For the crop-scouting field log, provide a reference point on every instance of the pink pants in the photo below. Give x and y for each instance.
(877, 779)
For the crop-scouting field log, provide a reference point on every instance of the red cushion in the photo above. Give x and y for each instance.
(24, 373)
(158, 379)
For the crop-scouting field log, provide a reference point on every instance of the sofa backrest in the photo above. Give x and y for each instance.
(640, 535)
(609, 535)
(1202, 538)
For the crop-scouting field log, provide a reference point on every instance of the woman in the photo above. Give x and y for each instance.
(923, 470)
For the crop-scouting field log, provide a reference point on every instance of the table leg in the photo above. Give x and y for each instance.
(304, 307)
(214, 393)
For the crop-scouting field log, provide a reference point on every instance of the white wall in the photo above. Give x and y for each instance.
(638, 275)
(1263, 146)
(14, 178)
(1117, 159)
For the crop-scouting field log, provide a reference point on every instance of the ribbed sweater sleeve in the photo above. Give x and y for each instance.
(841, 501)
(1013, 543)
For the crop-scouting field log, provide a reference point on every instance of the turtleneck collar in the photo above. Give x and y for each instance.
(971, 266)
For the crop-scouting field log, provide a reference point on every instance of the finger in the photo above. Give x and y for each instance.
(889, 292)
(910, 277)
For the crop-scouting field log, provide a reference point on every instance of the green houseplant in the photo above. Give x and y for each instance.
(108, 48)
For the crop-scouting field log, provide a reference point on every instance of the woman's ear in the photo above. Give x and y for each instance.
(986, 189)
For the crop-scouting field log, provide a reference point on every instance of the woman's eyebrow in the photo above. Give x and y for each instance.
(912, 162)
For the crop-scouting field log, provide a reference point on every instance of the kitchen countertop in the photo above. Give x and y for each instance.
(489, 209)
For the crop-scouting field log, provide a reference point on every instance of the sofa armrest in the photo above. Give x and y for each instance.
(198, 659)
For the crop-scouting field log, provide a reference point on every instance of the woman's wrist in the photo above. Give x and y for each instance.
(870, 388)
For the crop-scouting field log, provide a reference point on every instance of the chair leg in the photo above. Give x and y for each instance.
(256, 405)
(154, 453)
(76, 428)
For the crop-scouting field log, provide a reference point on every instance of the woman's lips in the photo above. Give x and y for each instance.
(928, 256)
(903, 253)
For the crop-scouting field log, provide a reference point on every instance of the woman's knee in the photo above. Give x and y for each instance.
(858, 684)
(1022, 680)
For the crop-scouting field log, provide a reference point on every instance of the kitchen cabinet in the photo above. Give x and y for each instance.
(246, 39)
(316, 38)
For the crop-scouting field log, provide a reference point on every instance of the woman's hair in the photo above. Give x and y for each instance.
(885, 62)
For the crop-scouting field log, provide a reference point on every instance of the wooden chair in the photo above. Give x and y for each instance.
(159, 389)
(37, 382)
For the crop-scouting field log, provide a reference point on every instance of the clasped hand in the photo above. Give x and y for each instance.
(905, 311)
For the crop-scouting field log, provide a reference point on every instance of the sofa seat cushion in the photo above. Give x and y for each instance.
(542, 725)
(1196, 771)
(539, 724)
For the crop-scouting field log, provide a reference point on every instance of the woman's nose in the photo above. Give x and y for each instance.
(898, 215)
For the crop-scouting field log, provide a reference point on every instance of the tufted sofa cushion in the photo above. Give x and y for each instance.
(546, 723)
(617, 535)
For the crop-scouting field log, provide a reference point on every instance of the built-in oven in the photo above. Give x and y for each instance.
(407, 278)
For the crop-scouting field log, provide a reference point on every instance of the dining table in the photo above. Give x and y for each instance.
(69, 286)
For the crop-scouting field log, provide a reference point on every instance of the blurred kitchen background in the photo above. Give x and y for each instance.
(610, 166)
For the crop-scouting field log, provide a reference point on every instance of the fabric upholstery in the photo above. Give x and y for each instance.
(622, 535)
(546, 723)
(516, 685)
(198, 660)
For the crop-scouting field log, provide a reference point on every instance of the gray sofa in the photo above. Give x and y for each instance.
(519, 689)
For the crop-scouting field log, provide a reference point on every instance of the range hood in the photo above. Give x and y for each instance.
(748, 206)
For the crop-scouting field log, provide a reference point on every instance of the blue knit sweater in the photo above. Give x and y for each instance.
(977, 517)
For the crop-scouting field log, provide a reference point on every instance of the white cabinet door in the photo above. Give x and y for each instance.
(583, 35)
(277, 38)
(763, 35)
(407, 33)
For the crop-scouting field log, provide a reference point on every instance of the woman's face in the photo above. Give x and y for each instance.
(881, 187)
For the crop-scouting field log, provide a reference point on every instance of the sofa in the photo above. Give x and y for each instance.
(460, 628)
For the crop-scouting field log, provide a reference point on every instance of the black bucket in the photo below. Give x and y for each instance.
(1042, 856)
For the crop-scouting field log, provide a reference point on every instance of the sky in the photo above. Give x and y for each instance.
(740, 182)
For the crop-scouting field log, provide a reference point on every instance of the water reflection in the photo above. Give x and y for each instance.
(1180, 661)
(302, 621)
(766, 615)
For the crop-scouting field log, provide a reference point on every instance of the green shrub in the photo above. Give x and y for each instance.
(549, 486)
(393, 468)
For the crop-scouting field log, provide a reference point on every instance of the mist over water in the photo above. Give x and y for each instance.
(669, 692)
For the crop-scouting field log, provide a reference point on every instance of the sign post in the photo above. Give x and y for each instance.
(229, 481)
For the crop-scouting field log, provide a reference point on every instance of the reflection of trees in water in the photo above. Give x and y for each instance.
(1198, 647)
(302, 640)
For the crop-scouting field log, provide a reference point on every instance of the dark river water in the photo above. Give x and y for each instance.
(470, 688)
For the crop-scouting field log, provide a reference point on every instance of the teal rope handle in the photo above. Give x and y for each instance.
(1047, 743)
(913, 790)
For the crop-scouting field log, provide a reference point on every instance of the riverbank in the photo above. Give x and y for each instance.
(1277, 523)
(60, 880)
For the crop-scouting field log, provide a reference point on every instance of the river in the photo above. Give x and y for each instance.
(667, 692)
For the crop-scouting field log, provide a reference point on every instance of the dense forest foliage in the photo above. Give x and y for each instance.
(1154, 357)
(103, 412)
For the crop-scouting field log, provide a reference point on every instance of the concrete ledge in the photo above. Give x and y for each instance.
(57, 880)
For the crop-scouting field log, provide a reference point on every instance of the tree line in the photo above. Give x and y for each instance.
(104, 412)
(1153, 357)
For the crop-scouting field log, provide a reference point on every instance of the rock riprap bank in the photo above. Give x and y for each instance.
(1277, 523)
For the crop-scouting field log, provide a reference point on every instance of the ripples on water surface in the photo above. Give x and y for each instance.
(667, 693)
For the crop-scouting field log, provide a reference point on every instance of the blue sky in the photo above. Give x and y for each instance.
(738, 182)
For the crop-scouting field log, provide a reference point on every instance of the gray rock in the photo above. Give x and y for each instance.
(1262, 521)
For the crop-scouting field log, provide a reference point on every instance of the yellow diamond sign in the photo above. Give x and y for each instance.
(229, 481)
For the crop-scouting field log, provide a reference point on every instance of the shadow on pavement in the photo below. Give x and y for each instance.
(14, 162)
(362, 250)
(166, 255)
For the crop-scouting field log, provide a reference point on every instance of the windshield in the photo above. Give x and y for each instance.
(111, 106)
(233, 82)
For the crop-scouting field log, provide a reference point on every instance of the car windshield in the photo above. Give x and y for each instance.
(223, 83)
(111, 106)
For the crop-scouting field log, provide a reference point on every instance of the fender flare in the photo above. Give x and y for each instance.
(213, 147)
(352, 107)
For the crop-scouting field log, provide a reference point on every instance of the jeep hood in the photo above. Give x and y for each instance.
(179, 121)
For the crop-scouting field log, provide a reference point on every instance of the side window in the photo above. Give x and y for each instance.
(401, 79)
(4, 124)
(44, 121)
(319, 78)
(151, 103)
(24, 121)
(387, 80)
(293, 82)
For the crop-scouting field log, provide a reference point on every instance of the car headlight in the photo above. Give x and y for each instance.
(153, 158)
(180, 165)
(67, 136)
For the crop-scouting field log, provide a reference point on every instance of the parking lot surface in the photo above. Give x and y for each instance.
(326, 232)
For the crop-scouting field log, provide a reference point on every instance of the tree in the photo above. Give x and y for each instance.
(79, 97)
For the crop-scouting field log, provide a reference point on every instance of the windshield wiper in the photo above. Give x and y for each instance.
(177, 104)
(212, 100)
^^^^
[What to do] Reproduce only the lines from the line containing "of the yellow" to the last line of the material above, both of those lines included.

[Response below]
For the crop-scouting field log, provide a reference point on every instance of the yellow diamond sign in the photo above. Give x and y for each instance.
(229, 481)
For the crop-scouting field log, provide a reference point on every instance of the shadow on pavement in the photo below. Give x and y for each instance.
(14, 162)
(362, 250)
(166, 255)
For the crop-scouting field log, provide a reference point on every instance of the windshield in the photo above. Give x and y for each instance.
(111, 106)
(233, 82)
For the crop-scouting field log, provide a reference point on every instance of the car windshield in the photo above. Give x and y for each instance.
(223, 83)
(111, 106)
For the crop-scouting field log, provide a reference point on every instance of the fender flare in the photo above. Give x and y for each instance.
(213, 147)
(352, 107)
For the crop-scouting field log, provide a reference point on every instance of the jeep hood in the photo above. Give x and y for each instance.
(179, 121)
For the crop-scouting field log, provide a reference point on every instance of the side window in the photo above. Give x and y for each instance.
(401, 79)
(4, 124)
(44, 121)
(319, 78)
(151, 103)
(24, 121)
(387, 80)
(293, 82)
For the crop-scouting field log, provide a reference point on every instance of the car headlight in the photo above. Give x and y for each instance.
(153, 158)
(180, 165)
(67, 136)
For the crop-scouting field log, provide a reference point on every instance of the parking lot surface in the photo above. Give x and y for each instance.
(326, 232)
For the crop-scouting field log, provide a reference point on every instance of the tree in the photo above. Give x and y for each instance.
(79, 97)
For the crop-scouting field log, provide a reference point on every instance of the windshield wiper in the photo above. Give x and y for each instance.
(177, 104)
(212, 100)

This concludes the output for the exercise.